> What is required:
Format every line of the entries below as a JSON list of strings with one string per line, leaving out blank lines.

> Source data:

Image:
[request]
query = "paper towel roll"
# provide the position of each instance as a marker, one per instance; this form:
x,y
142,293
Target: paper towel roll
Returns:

> Correct answer:
[
  "Image:",
  "[request]",
  "query = \"paper towel roll\"",
  "# provide the position of each instance as a marker, one per instance; this form:",
  "x,y",
  "142,293",
  "Target: paper towel roll",
  "Returns:"
]